**Trecho do texto**
Sou gay, mas sou honesto


por Tággidi Ribeiro



"Você é gorda, mas é limpinha. Você é feia, mas é de graça." Lembro-me de que, na época da faculdade (lá se vão quase dez anos), eu ria muito com Dalton Trevisan, autor dessa fala. Não é que tenha visto graça algum dia em destratar uma mulher por ser gorda ou feia - era o absurdo, a cócega nervosa do absurdo da violência verbal - que me fazia rir. Posto isso, digo o que penso: ser gord@ ou ser fei@ não é demérito, de forma alguma. 

E ser gay, é? Para mim, é claro que não. Não há demérito em ser gay, negro, velho, mulher. Muita gente pode concordar comigo, afirmar que ninguém é menos por pertencer a essas categorias, mas será que, lá no fundo, não compartilha dos mesmos sentimentos/pensamentos do "Não tenho preconceito! (mas...)!"? Ou do "Não tenho preconceito, desde que seja..."?

**Material fornecido**
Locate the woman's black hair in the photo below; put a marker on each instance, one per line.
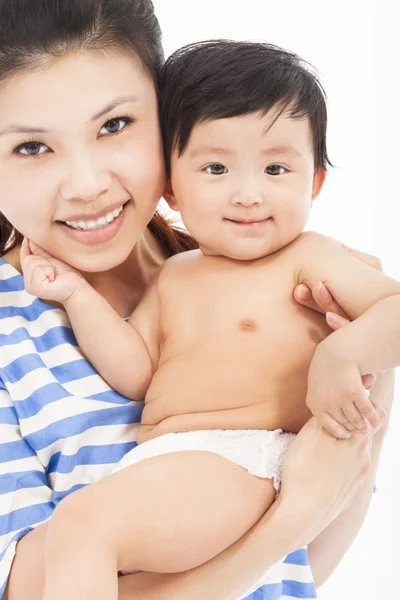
(33, 33)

**Tarefa A**
Transcreva o trecho desde "por Tággidi Ribeiro" até "de forma alguma.", incluindo essas últimas palavras.
**Tarefa B**
Liste as condições enumeradas no trecho na frase que começa com "Não há demérito em ser".
**Tarefa C**
Segundo o trecho, quem é o autor da fala "Você é gorda, mas é limpinha. Você é feia, mas é de graça."?
Baseie-se somente no trecho.

**Resposta A**
por Tággidi Ribeiro



"Você é gorda, mas é limpinha. Você é feia, mas é de graça." Lembro-me de que, na época da faculdade (lá se vão quase dez anos), eu ria muito com Dalton Trevisan, autor dessa fala. Não é que tenha visto graça algum dia em destratar uma mulher por ser gorda ou feia - era o absurdo, a cócega nervosa do absurdo da violência verbal - que me fazia rir. Posto isso, digo o que penso: ser gord@ ou ser fei@ não é demérito, de forma alguma.

**Resposta B**
gay, negro, velho, mulher

**Resposta C**
Dalton Trevisan.